In the data below, find the line with "the ship reflection" and output it along with every later line, exactly, but not the pictures.

····················

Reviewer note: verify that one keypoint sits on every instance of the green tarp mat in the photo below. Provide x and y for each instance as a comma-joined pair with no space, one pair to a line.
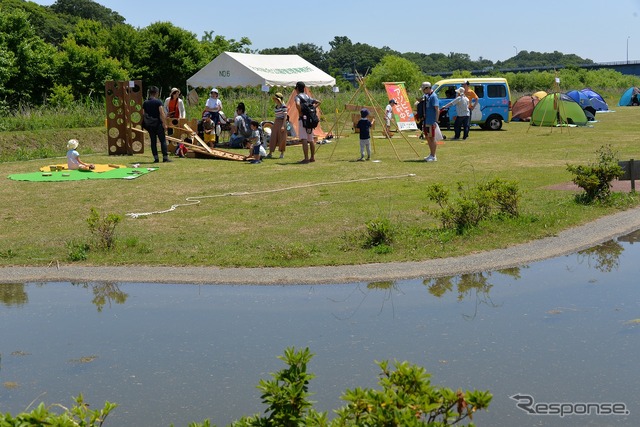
76,175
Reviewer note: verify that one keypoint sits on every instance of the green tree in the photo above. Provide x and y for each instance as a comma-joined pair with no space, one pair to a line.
395,69
344,56
167,55
214,46
51,26
85,69
88,9
25,64
123,45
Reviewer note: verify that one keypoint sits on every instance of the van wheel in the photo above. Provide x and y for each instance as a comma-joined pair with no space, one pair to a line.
493,123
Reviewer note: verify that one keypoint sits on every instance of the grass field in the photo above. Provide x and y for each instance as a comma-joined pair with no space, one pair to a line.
280,213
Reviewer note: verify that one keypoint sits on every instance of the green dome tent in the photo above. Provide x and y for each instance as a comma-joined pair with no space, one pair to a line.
558,109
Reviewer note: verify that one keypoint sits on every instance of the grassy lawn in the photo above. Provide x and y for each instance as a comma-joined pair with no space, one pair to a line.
280,213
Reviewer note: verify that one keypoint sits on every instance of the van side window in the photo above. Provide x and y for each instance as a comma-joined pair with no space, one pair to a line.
496,91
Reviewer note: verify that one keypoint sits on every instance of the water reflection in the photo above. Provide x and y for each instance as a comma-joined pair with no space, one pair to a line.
175,354
104,293
360,295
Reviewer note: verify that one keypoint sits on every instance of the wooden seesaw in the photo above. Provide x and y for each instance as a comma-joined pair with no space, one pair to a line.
200,149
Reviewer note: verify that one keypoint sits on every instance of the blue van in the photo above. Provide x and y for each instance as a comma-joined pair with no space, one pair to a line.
494,98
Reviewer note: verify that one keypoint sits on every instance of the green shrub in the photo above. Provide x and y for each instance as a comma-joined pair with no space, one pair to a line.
379,232
77,251
473,205
43,416
595,178
103,229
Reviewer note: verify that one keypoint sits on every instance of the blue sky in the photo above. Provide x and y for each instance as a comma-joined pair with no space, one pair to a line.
604,31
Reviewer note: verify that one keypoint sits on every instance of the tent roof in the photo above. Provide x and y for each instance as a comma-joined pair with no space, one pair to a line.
558,108
232,69
627,96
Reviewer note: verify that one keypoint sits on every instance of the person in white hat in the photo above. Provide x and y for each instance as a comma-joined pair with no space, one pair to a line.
462,113
214,107
174,106
73,158
431,110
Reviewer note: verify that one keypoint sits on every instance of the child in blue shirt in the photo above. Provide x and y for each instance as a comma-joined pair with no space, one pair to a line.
257,150
365,135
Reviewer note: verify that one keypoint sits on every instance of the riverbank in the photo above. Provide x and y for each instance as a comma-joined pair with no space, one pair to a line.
565,242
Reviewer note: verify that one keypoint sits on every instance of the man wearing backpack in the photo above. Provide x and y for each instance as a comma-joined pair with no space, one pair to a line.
242,128
305,129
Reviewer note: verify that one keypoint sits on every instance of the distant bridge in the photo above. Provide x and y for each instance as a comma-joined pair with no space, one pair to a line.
626,67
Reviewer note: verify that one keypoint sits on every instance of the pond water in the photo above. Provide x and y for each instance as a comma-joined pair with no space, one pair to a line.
564,330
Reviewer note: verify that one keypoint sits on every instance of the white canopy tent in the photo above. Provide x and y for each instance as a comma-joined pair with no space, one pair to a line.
231,69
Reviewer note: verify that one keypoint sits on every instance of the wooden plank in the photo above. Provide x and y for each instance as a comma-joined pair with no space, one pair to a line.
215,152
197,138
203,148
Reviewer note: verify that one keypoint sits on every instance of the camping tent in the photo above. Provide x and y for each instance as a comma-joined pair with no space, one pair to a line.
585,102
540,94
557,109
597,101
629,97
523,107
232,69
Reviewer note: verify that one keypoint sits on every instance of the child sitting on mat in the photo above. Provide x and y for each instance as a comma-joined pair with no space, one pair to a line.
73,158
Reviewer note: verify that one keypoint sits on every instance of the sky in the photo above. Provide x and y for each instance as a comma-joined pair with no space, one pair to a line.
603,31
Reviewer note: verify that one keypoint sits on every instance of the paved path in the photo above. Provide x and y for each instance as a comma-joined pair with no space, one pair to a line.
566,242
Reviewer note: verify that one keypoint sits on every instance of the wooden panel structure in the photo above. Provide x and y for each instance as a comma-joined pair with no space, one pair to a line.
124,112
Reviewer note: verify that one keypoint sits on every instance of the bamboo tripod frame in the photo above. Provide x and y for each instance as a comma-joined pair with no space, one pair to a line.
362,87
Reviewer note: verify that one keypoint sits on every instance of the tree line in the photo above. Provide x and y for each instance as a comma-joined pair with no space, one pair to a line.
57,54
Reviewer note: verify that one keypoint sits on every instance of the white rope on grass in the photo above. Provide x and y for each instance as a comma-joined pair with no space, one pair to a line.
194,200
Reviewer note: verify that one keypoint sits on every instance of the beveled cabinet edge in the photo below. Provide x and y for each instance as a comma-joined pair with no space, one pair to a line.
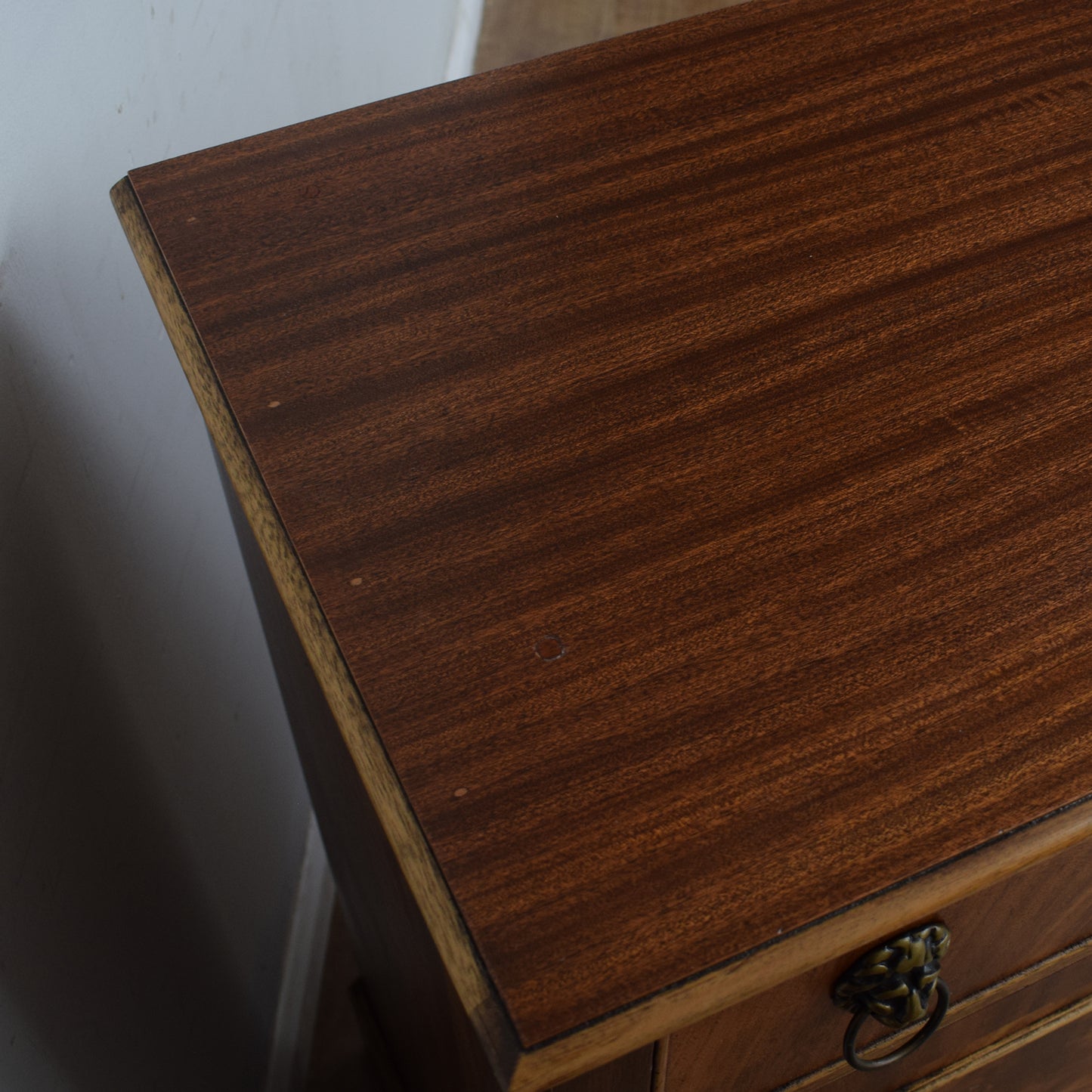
633,1027
370,756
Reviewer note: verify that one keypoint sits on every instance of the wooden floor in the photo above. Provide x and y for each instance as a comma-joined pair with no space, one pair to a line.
511,31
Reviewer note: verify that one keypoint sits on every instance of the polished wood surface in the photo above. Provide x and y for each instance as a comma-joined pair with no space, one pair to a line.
998,935
521,29
759,389
1050,1056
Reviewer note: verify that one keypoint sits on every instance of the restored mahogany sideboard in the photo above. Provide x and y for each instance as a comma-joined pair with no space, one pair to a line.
667,475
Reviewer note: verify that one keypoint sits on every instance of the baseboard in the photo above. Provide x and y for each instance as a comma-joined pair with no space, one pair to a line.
464,37
302,974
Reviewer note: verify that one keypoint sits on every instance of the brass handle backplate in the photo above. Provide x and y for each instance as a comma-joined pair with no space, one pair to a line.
893,984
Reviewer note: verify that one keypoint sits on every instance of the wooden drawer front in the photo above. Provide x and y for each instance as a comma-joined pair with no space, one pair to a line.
1017,954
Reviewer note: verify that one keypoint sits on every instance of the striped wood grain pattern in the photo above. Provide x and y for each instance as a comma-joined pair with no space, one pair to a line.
761,385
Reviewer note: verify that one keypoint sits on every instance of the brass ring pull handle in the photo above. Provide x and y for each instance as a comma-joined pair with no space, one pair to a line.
893,984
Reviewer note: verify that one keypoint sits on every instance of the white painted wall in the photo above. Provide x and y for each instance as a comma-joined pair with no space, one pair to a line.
152,817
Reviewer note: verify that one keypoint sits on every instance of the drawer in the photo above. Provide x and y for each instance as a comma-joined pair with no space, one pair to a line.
1017,954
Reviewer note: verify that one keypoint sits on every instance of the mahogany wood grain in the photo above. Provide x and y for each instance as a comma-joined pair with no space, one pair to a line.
795,1029
515,31
745,358
974,1031
1050,1056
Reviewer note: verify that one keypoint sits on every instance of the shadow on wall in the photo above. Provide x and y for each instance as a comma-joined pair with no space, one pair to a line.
110,964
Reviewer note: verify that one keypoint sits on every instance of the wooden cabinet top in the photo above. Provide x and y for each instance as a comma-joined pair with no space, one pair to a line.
688,442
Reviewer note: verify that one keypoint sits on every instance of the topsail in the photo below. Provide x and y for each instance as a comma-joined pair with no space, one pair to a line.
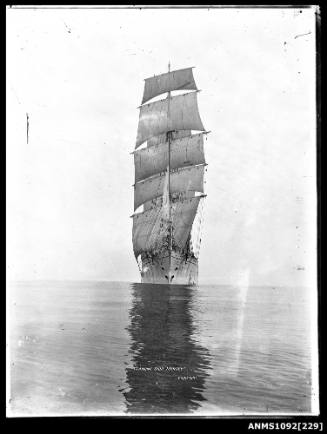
181,79
183,115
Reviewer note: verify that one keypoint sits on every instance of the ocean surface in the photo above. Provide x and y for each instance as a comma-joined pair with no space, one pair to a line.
115,348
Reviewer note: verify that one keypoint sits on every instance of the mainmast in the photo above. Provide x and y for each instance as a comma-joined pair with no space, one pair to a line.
168,168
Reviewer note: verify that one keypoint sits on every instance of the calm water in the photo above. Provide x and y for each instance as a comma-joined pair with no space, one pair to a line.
119,348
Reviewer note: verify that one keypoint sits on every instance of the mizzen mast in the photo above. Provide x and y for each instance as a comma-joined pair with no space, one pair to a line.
168,170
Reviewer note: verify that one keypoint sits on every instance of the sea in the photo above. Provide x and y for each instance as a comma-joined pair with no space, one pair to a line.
116,348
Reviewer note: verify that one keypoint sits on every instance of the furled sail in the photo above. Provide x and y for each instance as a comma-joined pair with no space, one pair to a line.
181,79
183,179
150,227
187,151
163,137
154,119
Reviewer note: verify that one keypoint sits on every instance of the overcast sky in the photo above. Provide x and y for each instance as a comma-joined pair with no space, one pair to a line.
79,75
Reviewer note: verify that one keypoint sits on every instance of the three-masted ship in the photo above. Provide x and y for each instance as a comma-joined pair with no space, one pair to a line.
169,176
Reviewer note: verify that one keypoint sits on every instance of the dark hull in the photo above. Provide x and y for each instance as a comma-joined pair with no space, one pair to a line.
180,271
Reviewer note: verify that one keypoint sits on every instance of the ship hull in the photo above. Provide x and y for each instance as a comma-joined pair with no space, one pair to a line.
179,270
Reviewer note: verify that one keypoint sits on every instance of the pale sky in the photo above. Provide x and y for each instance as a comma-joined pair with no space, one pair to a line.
79,75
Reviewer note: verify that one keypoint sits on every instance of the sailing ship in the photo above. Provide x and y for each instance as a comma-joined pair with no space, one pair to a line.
169,166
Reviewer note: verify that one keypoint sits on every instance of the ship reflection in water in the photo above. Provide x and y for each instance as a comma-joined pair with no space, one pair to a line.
169,367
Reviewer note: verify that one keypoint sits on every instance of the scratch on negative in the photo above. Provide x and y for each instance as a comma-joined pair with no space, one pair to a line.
303,34
27,126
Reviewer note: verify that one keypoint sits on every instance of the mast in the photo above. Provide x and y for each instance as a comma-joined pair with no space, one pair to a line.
169,208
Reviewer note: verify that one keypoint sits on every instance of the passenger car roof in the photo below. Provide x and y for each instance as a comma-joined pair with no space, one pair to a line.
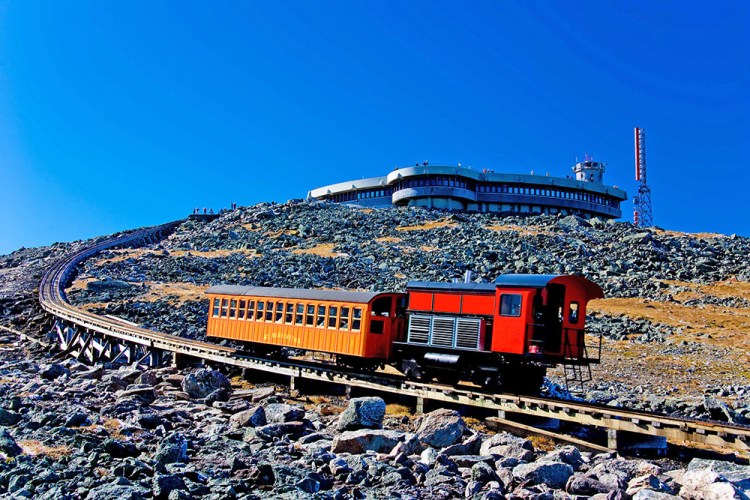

····················

Result of the task
Reviewer note: verify that one keypoint sits on every instance of the ship reflection in water in the photo above. Provide x and y for each instance as a comma-joined pair with no space, one pair to a line.
169,367
Reviewer note: verify that one keypoint sits on every instance of the scratch on negative in the photo above. Provide x and y for each instance as a comma-joined pair with no space, one pair to a line.
303,34
27,126
Reviewer note: verify that one keypoint sits on every instance of the mast in the photo above. Provide x and y for each instance as a comma-joined pair with no space, one pair to a line.
169,208
Reviewer note: verify that one keypoint sits on every instance of the passenger car roof in the photo below. Provide x and y for each instance as a comma-joined pair with no space, one pair to a line.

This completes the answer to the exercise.